Only the lines from the one containing "# sample of the format" through the end of the material are to be echoed, each exactly as it appears.
=== Section Start ===
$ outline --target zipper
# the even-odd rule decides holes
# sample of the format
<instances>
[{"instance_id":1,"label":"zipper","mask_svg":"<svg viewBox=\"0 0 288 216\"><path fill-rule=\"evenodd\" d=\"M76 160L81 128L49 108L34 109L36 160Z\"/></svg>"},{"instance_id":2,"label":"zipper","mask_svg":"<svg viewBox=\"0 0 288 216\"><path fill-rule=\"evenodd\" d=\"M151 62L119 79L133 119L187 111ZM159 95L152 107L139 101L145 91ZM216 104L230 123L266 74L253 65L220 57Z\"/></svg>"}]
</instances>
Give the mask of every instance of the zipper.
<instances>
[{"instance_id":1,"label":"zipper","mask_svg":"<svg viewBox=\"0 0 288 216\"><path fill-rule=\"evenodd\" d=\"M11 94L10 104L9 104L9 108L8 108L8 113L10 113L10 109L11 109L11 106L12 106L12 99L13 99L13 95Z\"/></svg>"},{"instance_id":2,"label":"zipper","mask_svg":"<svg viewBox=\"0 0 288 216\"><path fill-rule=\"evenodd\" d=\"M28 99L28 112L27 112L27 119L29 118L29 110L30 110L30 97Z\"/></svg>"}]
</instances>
=== Section End ===
Reply:
# sample of the format
<instances>
[{"instance_id":1,"label":"zipper","mask_svg":"<svg viewBox=\"0 0 288 216\"><path fill-rule=\"evenodd\" d=\"M76 160L81 128L49 108L34 109L36 160Z\"/></svg>"},{"instance_id":2,"label":"zipper","mask_svg":"<svg viewBox=\"0 0 288 216\"><path fill-rule=\"evenodd\" d=\"M151 62L119 79L133 119L187 111ZM159 95L152 107L139 101L145 91ZM216 104L230 123L266 74L253 65L220 57Z\"/></svg>"}]
</instances>
Give the mask of every instance of the zipper.
<instances>
[{"instance_id":1,"label":"zipper","mask_svg":"<svg viewBox=\"0 0 288 216\"><path fill-rule=\"evenodd\" d=\"M11 94L10 104L9 104L9 108L8 108L8 113L10 113L10 109L11 109L11 106L12 106L12 99L13 99L13 95Z\"/></svg>"},{"instance_id":2,"label":"zipper","mask_svg":"<svg viewBox=\"0 0 288 216\"><path fill-rule=\"evenodd\" d=\"M28 99L28 112L27 112L27 119L29 118L29 110L30 110L30 97Z\"/></svg>"}]
</instances>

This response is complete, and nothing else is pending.